* [Dataset extract]:
##############################

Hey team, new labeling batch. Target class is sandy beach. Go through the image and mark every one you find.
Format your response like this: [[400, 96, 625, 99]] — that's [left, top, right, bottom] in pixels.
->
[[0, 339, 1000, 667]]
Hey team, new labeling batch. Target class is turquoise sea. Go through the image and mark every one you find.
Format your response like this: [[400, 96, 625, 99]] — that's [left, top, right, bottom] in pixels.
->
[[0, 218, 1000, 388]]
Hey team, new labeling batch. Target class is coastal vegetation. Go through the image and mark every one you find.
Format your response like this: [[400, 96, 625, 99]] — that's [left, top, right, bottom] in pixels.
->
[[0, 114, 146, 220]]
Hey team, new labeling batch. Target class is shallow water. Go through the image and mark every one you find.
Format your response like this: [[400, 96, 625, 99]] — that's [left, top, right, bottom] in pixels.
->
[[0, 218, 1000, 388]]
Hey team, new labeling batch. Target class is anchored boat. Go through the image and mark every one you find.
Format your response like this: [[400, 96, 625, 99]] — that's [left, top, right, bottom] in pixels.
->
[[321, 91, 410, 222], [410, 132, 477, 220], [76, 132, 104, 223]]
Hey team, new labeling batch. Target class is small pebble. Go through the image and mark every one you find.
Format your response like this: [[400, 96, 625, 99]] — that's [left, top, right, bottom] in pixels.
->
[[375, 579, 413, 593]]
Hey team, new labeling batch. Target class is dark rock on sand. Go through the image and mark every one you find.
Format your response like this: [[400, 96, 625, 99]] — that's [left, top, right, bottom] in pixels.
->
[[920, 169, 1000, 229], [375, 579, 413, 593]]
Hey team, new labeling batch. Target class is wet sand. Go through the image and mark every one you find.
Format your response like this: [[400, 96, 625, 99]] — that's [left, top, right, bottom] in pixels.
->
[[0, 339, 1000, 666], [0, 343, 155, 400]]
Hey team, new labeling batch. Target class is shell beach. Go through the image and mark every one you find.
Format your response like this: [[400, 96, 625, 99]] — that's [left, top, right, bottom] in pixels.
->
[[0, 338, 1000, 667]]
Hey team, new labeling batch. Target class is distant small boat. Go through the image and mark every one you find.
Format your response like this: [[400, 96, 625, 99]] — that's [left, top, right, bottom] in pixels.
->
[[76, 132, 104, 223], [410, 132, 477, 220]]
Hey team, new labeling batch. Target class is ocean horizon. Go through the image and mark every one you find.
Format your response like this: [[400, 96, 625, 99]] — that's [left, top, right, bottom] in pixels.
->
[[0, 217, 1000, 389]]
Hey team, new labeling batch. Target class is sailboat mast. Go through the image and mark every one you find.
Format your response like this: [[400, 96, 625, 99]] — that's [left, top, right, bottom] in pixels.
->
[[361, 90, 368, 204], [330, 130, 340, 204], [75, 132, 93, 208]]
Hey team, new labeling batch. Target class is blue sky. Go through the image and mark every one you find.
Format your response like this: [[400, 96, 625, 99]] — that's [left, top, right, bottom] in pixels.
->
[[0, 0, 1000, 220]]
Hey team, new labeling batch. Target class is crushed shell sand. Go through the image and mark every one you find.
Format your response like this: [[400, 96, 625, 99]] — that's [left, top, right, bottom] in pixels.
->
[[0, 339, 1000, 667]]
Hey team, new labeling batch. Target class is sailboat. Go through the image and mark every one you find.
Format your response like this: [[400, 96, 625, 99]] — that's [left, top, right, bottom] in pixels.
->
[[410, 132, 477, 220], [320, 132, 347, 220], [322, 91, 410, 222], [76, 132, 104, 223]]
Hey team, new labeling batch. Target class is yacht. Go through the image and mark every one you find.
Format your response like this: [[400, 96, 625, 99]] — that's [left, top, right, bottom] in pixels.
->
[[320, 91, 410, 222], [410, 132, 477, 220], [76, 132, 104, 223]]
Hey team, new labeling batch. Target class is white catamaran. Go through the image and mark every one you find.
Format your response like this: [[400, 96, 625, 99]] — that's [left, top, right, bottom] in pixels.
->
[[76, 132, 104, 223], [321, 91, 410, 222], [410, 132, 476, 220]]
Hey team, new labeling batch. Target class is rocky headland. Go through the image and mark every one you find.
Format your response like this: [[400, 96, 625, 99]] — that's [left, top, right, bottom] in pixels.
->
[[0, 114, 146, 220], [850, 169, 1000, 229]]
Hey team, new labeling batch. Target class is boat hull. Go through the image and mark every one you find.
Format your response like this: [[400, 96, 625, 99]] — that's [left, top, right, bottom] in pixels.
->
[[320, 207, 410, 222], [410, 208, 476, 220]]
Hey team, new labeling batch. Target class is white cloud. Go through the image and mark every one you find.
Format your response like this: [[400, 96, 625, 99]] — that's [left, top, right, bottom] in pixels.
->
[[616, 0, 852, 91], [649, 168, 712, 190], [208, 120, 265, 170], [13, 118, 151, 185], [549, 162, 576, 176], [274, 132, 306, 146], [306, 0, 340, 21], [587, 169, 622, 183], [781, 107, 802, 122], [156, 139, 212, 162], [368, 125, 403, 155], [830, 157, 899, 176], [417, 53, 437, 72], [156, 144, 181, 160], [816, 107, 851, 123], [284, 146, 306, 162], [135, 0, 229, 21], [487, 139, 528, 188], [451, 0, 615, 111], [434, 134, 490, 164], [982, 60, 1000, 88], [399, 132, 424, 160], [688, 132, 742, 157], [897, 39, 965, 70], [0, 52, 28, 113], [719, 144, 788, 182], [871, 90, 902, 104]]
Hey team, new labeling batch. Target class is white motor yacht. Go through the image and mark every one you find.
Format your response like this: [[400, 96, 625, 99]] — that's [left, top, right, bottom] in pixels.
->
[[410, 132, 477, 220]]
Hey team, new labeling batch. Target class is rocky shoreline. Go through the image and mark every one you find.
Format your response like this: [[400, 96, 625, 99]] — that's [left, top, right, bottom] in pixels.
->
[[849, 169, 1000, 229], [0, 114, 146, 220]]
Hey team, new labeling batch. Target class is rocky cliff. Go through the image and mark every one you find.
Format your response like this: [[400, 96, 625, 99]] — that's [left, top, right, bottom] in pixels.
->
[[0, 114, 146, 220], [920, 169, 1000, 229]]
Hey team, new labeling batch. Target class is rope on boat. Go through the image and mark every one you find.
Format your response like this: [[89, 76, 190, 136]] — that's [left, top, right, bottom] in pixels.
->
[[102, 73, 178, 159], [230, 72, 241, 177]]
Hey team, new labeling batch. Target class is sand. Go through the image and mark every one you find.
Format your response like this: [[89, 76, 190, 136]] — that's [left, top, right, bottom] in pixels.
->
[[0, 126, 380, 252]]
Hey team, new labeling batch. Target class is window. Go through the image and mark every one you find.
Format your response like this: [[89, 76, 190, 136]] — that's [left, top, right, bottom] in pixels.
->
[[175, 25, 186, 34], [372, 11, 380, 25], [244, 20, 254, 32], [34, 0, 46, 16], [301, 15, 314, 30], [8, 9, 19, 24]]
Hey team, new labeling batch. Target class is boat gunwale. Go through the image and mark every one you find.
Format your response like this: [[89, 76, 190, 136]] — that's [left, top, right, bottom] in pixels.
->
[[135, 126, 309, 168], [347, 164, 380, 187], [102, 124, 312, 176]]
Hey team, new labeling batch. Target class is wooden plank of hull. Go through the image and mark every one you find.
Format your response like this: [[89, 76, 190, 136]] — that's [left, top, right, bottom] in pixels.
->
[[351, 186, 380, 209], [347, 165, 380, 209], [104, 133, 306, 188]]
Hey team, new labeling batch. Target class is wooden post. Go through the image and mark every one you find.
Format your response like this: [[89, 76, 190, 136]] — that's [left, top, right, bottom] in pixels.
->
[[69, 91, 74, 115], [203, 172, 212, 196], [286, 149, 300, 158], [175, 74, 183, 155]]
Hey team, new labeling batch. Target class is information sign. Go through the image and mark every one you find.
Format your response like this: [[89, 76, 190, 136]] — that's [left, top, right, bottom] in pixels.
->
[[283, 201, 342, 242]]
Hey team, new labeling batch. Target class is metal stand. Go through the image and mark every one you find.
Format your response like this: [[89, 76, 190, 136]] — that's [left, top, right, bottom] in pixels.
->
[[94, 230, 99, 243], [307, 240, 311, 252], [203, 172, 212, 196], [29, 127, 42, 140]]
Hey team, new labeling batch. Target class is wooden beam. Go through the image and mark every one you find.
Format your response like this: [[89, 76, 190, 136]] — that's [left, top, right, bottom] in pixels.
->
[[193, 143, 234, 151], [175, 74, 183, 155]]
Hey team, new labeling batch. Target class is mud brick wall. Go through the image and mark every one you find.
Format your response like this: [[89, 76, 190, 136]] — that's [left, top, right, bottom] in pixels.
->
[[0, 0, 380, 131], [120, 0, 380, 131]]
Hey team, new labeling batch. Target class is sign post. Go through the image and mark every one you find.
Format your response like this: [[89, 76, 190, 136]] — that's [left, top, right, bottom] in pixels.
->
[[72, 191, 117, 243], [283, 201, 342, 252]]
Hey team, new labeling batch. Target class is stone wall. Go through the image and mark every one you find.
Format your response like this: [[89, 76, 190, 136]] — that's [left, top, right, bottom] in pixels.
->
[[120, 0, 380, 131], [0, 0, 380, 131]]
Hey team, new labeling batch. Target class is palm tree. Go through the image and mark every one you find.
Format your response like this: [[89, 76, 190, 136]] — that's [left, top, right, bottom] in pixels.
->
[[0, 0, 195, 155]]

##############################

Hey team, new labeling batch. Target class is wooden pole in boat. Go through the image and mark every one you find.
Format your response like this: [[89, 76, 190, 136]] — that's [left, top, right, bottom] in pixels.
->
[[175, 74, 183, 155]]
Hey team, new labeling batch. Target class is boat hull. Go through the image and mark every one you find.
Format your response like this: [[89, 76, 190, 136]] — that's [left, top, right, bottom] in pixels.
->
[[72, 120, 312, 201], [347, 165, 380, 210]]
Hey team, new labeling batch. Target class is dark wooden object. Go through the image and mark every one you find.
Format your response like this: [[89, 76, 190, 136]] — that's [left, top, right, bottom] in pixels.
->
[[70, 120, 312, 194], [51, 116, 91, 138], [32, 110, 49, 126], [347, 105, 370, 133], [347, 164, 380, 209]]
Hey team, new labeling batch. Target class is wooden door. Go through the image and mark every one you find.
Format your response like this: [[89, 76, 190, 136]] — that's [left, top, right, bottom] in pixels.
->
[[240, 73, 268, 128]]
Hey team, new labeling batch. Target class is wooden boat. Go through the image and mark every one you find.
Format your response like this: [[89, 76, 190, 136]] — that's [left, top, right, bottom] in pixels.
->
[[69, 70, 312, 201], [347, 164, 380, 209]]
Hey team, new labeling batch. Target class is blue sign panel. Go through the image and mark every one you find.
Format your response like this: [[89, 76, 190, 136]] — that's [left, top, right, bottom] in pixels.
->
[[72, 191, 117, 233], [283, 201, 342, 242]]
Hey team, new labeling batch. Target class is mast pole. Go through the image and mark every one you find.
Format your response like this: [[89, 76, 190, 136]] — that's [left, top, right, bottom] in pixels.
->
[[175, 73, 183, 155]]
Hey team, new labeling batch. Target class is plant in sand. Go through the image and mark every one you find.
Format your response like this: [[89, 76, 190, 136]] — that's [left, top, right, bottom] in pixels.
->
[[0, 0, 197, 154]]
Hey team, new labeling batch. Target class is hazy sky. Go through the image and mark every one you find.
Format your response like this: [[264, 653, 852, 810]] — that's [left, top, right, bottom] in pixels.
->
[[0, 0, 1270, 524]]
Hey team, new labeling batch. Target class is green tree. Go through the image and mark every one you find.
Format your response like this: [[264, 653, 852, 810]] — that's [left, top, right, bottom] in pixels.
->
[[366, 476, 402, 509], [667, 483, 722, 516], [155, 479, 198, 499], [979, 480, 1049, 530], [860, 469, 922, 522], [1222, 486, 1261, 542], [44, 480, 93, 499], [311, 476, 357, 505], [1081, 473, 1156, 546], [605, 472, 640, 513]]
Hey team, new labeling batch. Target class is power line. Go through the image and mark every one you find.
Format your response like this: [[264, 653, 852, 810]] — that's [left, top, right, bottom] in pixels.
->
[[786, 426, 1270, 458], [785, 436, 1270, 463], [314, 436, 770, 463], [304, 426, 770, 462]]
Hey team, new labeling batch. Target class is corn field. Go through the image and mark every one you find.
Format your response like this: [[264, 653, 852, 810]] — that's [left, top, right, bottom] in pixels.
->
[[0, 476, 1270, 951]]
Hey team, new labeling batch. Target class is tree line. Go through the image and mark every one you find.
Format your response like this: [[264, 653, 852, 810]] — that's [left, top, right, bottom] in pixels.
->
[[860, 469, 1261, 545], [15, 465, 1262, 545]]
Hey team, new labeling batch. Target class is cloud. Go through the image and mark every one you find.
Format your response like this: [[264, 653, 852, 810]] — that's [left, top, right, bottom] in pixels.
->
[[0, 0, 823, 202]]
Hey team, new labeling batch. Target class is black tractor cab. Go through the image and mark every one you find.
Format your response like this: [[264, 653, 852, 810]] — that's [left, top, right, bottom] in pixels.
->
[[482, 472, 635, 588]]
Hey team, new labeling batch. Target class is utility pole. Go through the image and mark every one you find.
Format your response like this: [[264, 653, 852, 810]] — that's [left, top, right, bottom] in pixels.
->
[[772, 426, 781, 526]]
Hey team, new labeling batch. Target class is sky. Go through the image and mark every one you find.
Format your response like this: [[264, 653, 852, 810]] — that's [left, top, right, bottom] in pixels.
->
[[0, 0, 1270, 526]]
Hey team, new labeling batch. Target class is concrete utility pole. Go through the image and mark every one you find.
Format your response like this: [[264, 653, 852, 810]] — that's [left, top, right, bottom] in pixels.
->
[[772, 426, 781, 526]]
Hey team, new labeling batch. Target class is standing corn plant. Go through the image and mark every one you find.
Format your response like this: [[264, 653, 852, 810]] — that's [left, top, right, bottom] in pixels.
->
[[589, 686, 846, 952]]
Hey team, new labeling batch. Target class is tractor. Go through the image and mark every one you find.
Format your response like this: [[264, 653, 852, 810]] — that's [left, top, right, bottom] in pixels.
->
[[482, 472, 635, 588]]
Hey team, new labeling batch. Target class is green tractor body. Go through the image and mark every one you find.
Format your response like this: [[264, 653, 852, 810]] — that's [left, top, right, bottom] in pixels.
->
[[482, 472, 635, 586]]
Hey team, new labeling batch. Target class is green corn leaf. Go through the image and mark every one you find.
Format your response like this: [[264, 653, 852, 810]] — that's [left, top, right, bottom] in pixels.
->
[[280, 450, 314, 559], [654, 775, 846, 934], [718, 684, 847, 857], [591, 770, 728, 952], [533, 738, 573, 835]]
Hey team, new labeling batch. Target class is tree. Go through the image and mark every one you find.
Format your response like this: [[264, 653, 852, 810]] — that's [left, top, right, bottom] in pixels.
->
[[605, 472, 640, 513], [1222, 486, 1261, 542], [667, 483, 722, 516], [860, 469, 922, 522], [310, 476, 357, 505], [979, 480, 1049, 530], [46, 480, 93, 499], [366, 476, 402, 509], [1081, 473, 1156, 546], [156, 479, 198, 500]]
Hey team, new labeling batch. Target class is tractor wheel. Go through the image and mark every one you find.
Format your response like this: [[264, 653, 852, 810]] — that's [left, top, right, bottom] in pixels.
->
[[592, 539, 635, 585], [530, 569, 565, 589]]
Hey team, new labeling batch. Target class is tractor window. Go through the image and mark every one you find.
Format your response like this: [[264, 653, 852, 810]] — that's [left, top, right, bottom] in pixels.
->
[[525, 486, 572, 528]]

##############################

* [Instructions for the task]:
Output the lines starting with the line with "Hey team, new labeling batch. Target class is dark wooden" and going on through the line with "[[69, 70, 312, 201], [347, 164, 380, 209]]" as a two-column CSV with the headers text and answer. Put each text and its answer on one row, with every field in double quotes and line breaks replaced by spaces.

* [Full response]:
text,answer
"Hey team, new labeling batch. Target class is dark wooden object. Go through the image and mark every one you find. Format your response like this: [[89, 76, 190, 136]] — that's [left, top, right, bottom] in pixels. ->","[[70, 120, 312, 194], [51, 116, 91, 138], [32, 110, 49, 126], [347, 105, 370, 133], [347, 164, 380, 209]]"
"Hey team, new labeling batch. Target class is wooden door. Go through the image and mark every one you find. Format your response like this: [[89, 76, 190, 136]] — that's [left, top, right, bottom] in pixels. ->","[[240, 73, 268, 128]]"
"Hey team, new labeling batch. Target class is wooden boat. Go through the image and mark every one you find. Format your response like this: [[89, 76, 190, 136]] — that's [left, top, right, bottom] in pixels. ->","[[69, 70, 312, 201], [347, 164, 380, 209]]"